▶ [The request]: Print the stretch of the material that opens with the line containing "Emit one marker per instance in this form: [(54, 350)]." and closes with the line containing "[(136, 403), (747, 515), (992, 314)]", including both of those lines. Copy every line unchanged.

▶ [Source material]:
○ ○ ○ ○ ○ ○ ○

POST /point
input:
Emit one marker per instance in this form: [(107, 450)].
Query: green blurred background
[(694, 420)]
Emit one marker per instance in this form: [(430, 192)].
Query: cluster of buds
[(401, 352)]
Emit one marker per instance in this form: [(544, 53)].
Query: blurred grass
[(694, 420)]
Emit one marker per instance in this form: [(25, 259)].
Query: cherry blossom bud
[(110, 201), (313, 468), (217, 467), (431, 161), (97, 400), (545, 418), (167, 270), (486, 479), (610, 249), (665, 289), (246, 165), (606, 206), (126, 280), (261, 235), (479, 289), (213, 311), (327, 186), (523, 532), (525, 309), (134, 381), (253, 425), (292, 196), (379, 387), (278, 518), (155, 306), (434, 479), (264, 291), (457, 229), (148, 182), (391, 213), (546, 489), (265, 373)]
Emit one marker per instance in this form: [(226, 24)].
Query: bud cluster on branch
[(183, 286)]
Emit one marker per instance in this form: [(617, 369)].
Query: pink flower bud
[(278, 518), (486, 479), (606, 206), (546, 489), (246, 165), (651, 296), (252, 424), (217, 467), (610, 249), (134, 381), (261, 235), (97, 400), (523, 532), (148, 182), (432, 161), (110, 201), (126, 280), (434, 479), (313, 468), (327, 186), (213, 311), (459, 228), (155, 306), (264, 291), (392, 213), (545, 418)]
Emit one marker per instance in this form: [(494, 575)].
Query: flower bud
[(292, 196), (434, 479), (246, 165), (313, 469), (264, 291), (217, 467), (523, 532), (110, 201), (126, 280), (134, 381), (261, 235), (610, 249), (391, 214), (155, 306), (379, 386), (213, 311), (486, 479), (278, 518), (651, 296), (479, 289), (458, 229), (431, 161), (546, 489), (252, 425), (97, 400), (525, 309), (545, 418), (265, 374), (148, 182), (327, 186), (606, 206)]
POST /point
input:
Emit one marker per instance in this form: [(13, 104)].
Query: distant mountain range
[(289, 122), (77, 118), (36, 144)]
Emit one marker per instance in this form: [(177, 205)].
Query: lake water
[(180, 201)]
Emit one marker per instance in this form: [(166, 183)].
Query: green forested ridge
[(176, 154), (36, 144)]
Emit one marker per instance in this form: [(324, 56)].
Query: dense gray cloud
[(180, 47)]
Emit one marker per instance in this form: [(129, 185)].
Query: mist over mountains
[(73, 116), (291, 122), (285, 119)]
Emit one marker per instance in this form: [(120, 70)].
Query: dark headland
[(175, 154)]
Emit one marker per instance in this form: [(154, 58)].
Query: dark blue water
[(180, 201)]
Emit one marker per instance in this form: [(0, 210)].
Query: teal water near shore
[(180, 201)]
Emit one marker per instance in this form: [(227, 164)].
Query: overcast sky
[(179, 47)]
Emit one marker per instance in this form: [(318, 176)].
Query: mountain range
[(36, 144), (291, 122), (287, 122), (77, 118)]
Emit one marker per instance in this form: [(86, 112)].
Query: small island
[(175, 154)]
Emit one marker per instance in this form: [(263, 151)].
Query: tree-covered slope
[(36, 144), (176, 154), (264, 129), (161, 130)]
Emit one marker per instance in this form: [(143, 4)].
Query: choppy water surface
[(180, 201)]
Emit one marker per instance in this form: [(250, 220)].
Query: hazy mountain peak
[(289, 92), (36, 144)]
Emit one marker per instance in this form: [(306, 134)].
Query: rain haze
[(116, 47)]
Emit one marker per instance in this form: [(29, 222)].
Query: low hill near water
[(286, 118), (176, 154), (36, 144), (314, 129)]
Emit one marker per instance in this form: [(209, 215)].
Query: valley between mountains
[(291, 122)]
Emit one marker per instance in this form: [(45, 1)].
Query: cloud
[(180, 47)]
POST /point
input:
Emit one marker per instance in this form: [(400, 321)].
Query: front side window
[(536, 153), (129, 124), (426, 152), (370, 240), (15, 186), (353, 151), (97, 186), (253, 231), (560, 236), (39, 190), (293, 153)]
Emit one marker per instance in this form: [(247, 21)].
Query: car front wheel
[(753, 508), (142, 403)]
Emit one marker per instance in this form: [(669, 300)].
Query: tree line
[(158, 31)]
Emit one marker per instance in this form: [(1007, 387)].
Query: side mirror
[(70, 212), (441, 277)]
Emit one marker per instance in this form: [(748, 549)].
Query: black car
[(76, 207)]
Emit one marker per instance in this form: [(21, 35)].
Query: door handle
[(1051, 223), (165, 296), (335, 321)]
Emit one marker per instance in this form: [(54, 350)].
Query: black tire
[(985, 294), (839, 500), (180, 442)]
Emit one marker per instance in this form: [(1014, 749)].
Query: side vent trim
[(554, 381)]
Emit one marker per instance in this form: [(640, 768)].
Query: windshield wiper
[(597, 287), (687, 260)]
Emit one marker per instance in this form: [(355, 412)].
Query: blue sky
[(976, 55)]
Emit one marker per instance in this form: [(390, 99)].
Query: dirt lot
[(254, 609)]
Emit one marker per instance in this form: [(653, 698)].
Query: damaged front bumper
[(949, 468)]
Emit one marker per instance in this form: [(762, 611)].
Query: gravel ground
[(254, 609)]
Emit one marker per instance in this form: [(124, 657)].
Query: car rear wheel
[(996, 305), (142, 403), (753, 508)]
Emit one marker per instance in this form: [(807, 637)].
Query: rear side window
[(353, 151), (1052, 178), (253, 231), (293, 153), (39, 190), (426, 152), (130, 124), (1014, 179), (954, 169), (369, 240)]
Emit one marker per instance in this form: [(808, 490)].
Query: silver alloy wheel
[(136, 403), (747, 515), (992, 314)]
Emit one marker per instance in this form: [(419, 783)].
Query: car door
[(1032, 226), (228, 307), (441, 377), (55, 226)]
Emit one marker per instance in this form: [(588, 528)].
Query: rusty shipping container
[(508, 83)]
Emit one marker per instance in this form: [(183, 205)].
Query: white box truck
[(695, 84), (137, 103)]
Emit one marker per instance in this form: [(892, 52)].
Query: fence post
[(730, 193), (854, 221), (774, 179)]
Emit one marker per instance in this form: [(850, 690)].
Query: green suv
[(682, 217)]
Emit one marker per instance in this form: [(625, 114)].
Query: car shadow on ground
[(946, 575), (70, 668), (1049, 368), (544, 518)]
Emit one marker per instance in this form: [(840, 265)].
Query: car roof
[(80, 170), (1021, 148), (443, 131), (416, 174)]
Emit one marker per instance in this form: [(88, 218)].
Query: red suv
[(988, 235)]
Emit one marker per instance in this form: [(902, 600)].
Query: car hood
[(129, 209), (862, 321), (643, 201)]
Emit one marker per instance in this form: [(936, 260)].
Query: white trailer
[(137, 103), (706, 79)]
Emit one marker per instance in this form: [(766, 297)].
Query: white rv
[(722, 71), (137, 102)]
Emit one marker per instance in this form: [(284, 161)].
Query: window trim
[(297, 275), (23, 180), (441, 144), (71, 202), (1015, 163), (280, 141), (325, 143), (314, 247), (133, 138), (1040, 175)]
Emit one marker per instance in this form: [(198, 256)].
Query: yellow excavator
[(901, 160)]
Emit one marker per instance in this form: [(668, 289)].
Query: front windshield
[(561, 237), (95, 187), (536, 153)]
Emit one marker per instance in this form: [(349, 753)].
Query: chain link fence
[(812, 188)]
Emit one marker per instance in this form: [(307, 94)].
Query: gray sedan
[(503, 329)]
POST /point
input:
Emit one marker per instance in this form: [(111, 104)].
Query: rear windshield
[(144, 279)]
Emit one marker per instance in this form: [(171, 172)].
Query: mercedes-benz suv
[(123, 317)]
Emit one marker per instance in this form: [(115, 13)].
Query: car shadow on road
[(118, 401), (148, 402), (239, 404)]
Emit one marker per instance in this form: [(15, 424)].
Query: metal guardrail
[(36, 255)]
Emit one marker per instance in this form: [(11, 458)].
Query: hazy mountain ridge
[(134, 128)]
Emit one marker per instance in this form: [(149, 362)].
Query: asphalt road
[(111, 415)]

○ ○ ○ ○ ○ ○ ○

▶ [Answer for the task]:
Emit one marker per instance in this form: [(54, 350)].
Query: black tire
[(985, 294), (839, 500), (180, 442)]
Emit one marker per instance in this form: [(1014, 749)].
Query: side vent trim
[(554, 381)]
Emit one marker per instance in this form: [(640, 768)].
Query: windshield wiper
[(597, 287), (687, 260)]
Emit one marker per instance in this form: [(355, 412)].
Query: blue sky
[(976, 55)]
Emit one marker per instance in this form: [(390, 99)].
Query: dirt lot
[(254, 609)]
Emit one marker per instance in this form: [(653, 698)].
Query: damaged front bumper
[(949, 468)]
Emit one marker per instance in this form: [(762, 611)].
Query: gravel ground
[(254, 609)]
Emit one marker per instance in this form: [(124, 657)].
Query: car rear wheel
[(996, 305), (142, 403), (753, 508)]
Emit one marker per instance in this form: [(807, 637)].
Query: rear side window
[(353, 151), (1052, 178), (253, 231), (293, 153), (39, 190), (426, 152), (130, 124), (1014, 179), (954, 169), (369, 240)]
Emit one marker per instance in this form: [(808, 490)].
Query: silver alloy wheel
[(136, 403), (747, 515), (992, 314)]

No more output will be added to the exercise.